Rewrite every line of the entries below as a single numbered list. Skip blank lines and leave the pictures out.

• _Supplied material_
★ ★ ★
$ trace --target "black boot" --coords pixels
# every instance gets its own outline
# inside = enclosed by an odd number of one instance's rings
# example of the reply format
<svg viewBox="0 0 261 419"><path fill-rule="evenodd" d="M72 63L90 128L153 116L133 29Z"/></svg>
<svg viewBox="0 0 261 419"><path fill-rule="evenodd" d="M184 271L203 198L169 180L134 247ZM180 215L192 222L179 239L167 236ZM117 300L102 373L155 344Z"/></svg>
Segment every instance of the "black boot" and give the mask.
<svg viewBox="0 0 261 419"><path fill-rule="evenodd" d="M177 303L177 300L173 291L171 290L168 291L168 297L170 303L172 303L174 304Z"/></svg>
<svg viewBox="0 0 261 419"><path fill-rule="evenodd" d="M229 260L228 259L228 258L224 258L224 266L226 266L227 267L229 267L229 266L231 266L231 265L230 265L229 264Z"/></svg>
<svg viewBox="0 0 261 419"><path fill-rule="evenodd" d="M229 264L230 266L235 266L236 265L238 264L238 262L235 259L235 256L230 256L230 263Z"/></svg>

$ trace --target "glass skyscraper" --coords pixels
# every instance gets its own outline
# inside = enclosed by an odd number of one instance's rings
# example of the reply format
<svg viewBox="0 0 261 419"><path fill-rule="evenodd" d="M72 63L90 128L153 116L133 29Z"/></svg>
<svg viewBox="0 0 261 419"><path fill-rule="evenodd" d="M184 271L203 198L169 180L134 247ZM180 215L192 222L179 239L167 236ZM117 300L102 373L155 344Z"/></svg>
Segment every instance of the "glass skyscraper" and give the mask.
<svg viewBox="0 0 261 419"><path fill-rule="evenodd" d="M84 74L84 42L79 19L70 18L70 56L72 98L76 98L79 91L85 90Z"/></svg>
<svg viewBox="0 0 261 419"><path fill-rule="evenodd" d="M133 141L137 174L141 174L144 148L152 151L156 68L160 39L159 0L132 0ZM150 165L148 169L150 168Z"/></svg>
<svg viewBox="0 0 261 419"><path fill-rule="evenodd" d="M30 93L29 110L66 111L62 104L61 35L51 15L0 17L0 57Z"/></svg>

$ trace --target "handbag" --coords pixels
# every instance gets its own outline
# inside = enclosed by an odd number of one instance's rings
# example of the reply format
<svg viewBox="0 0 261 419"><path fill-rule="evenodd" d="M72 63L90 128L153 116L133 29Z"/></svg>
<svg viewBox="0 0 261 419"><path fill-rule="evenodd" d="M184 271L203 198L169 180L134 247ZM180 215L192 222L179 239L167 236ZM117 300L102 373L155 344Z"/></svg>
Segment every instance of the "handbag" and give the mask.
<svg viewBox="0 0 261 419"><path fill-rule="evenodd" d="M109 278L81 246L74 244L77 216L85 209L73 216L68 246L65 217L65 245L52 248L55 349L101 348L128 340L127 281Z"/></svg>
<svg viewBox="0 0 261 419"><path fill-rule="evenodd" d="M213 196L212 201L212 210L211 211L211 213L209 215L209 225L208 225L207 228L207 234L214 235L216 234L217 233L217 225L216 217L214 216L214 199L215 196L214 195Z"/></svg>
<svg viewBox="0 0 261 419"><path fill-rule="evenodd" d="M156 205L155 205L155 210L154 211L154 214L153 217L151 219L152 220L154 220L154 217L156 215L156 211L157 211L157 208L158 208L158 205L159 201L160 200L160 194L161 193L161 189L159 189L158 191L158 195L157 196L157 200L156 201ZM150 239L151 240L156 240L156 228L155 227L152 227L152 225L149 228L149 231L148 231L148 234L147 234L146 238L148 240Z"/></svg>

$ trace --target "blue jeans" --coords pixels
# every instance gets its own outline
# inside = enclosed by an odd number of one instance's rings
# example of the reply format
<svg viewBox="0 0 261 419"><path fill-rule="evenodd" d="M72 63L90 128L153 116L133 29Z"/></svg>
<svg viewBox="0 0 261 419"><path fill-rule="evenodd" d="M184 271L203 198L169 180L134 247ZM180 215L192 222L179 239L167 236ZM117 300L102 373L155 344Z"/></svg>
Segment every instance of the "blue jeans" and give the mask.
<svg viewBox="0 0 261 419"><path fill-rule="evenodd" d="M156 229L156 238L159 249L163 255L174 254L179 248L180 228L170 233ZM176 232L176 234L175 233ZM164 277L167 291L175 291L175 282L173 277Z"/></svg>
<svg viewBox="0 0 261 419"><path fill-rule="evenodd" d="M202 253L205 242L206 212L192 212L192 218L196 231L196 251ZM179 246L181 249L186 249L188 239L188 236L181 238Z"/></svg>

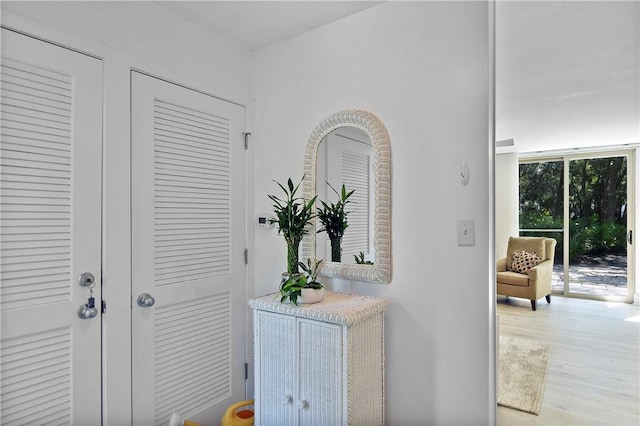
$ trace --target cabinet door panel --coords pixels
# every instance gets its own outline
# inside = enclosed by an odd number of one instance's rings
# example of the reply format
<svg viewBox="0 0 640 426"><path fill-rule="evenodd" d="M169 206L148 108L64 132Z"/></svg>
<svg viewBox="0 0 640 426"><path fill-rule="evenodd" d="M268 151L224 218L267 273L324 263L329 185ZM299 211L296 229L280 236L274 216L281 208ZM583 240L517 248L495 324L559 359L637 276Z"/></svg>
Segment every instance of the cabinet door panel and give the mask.
<svg viewBox="0 0 640 426"><path fill-rule="evenodd" d="M298 338L300 425L342 424L342 326L299 319Z"/></svg>
<svg viewBox="0 0 640 426"><path fill-rule="evenodd" d="M255 313L256 423L297 424L296 318Z"/></svg>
★ ★ ★
• _Task result_
1. $ trace --target "black boot" --coords pixels
2. # every instance gets its own outline
3. # inside = enclosed by an odd number of one instance's rings
4. # example of the reply format
5. <svg viewBox="0 0 261 419"><path fill-rule="evenodd" d="M72 63L90 128L153 116L133 29Z"/></svg>
6. <svg viewBox="0 0 261 419"><path fill-rule="evenodd" d="M184 271L203 198L169 180L134 247ZM180 215L192 222L179 239L167 236ZM117 300L102 373L155 344Z"/></svg>
7. Segment every instance of the "black boot" and give the mask.
8. <svg viewBox="0 0 261 419"><path fill-rule="evenodd" d="M177 303L177 300L173 291L171 290L168 291L168 297L170 303L172 303L174 304Z"/></svg>
9. <svg viewBox="0 0 261 419"><path fill-rule="evenodd" d="M229 260L228 259L228 258L224 258L224 266L226 266L227 267L229 267L229 266L231 266L231 265L230 265L229 264Z"/></svg>
10. <svg viewBox="0 0 261 419"><path fill-rule="evenodd" d="M229 264L230 266L235 266L236 265L238 264L238 262L235 259L235 256L230 256L230 263Z"/></svg>
11. $ trace --target "glass skyscraper" --coords pixels
12. # every instance gets its own outline
13. # inside = enclosed by an odd number of one instance's rings
14. # example of the reply format
15. <svg viewBox="0 0 261 419"><path fill-rule="evenodd" d="M72 63L90 128L153 116L133 29Z"/></svg>
16. <svg viewBox="0 0 261 419"><path fill-rule="evenodd" d="M184 271L203 198L169 180L134 247ZM180 215L192 222L179 239L167 236ZM117 300L102 373L155 344Z"/></svg>
17. Segment every instance of the "glass skyscraper" and give the mask.
18. <svg viewBox="0 0 261 419"><path fill-rule="evenodd" d="M84 74L84 42L79 19L70 18L70 56L72 98L76 98L79 91L85 90Z"/></svg>
19. <svg viewBox="0 0 261 419"><path fill-rule="evenodd" d="M133 141L137 174L141 174L144 148L152 151L156 68L160 39L159 0L132 0ZM150 165L148 169L150 168Z"/></svg>
20. <svg viewBox="0 0 261 419"><path fill-rule="evenodd" d="M30 93L29 110L66 111L62 104L61 35L51 15L0 17L0 57Z"/></svg>
21. $ trace --target "handbag" --coords pixels
22. # every instance gets its own outline
23. # inside = enclosed by an odd number of one instance's rings
24. # example of the reply format
25. <svg viewBox="0 0 261 419"><path fill-rule="evenodd" d="M72 63L90 128L153 116L133 29Z"/></svg>
26. <svg viewBox="0 0 261 419"><path fill-rule="evenodd" d="M184 271L203 198L169 180L134 247ZM180 215L192 222L179 239L167 236ZM117 300L102 373L155 344Z"/></svg>
27. Segment every instance of the "handbag" and give the mask.
28. <svg viewBox="0 0 261 419"><path fill-rule="evenodd" d="M109 278L81 246L74 244L77 216L85 209L73 216L68 246L65 217L65 245L52 248L55 349L101 348L128 340L127 281Z"/></svg>
29. <svg viewBox="0 0 261 419"><path fill-rule="evenodd" d="M213 196L212 201L212 210L211 211L211 213L209 215L209 225L208 225L207 228L207 234L214 235L216 234L217 233L217 225L216 217L214 216L214 199L215 196L214 195Z"/></svg>
30. <svg viewBox="0 0 261 419"><path fill-rule="evenodd" d="M156 205L155 205L155 210L154 211L154 214L153 217L151 219L152 220L154 220L154 217L156 215L156 211L157 211L157 208L158 208L158 205L159 201L160 200L160 194L161 193L161 189L159 189L158 191L158 195L157 196L157 200L156 201ZM150 239L151 240L156 240L156 228L155 227L152 227L152 225L149 228L149 231L148 231L148 234L147 234L146 238L148 240Z"/></svg>
31. $ trace --target "blue jeans" --coords pixels
32. # every instance gets its own outline
33. # inside = enclosed by an odd number of one instance's rings
34. # example of the reply format
35. <svg viewBox="0 0 261 419"><path fill-rule="evenodd" d="M72 63L90 128L153 116L133 29Z"/></svg>
36. <svg viewBox="0 0 261 419"><path fill-rule="evenodd" d="M184 271L203 198L169 180L134 247ZM180 215L192 222L179 239L167 236ZM117 300L102 373L155 344Z"/></svg>
37. Segment every instance of the "blue jeans" and give the mask.
38. <svg viewBox="0 0 261 419"><path fill-rule="evenodd" d="M156 229L156 238L159 249L163 255L174 254L179 248L180 228L170 233ZM176 232L176 234L175 233ZM164 277L167 291L175 291L175 282L173 277Z"/></svg>
39. <svg viewBox="0 0 261 419"><path fill-rule="evenodd" d="M202 253L205 242L206 212L192 212L192 218L196 231L196 251ZM179 246L181 249L186 249L188 239L188 236L181 238Z"/></svg>
40. $ trace --target cabinet door panel --coords pixels
41. # every instance gets its own outline
42. # inside = enclosed by an odd number of one instance's rings
43. # example of the reply format
44. <svg viewBox="0 0 640 426"><path fill-rule="evenodd" d="M169 206L148 108L64 132Z"/></svg>
45. <svg viewBox="0 0 640 426"><path fill-rule="evenodd" d="M268 151L224 218L267 273L324 263L329 185ZM299 211L296 229L280 236L274 216L281 208ZM583 240L517 248L495 324L559 359L637 276Z"/></svg>
46. Segment every instance of the cabinet door panel and give the mask.
47. <svg viewBox="0 0 640 426"><path fill-rule="evenodd" d="M298 338L300 425L342 424L342 326L299 319Z"/></svg>
48. <svg viewBox="0 0 640 426"><path fill-rule="evenodd" d="M255 313L256 423L297 424L296 318Z"/></svg>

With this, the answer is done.